街に賑わいをうむには?都市設計にも応用可能なモデルへ

田中
私たちが研究を進めている先述のモデルは、さらに他分野にも応用可能です。たとえば都市設計です。電力エネルギーと都市設計はまったく別分野に見えますが、エネルギーの発電からの消費までの流れと、都市に人が住んでそこを去っていく流れには共通性があります。エネルギーの需給の最適化は、街の賑わいづくりとロジックが似通っているのです。

諸岡
なんと、街づくりにも応用が利くとは思いませんでした(笑)

田中
驚いてくれてありがとうございます(笑)賑わいを最大化するには、それぞれの店舗が個別に集客の施策を実行した方がいいのか、それとも街全体レベルでキャンペーンを展開した方がいいのか。つまり、分散制御と集中制御のどちらが効果的なのか。そんなシミュレーションを以前行ったことがあります。

そのときの実施条件では、後者つまり集中制御を行ったほうが効果的でした。また、チェーン展開をしているコーヒーショップにご協力いただき、どこに店舗があると人の流れが変わるのかといった実験も行いました。

資料抜粋:

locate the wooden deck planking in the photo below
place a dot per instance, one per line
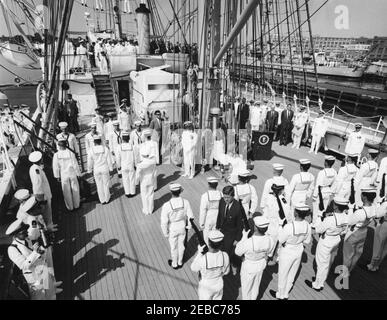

課題一覧:
**1)** 提示文によると、以前行ったシミュレーションの実施条件では、分散制御と集中制御のどちらが効果的でしたか。
**2)** 提示文の「街に賑わいをうむには?都市設計にも応用可能なモデルへ」から「を以前行ったことがあります。」までの部分を、一字一句変えずに書き写しなさい。

各課題の解答:
**1)** 集中制御、つまり街全体レベルでキャンペーンを展開するほうが効果的でした。

**2)**
街に賑わいをうむには?都市設計にも応用可能なモデルへ

田中
私たちが研究を進めている先述のモデルは、さらに他分野にも応用可能です。たとえば都市設計です。電力エネルギーと都市設計はまったく別分野に見えますが、エネルギーの発電からの消費までの流れと、都市に人が住んでそこを去っていく流れには共通性があります。エネルギーの需給の最適化は、街の賑わいづくりとロジックが似通っているのです。

諸岡
なんと、街づくりにも応用が利くとは思いませんでした(笑)

田中
驚いてくれてありがとうございます(笑)賑わいを最大化するには、それぞれの店舗が個別に集客の施策を実行した方がいいのか、それとも街全体レベルでキャンペーンを展開した方がいいのか。つまり、分散制御と集中制御のどちらが効果的なのか。そんなシミュレーションを以前行ったことがあります。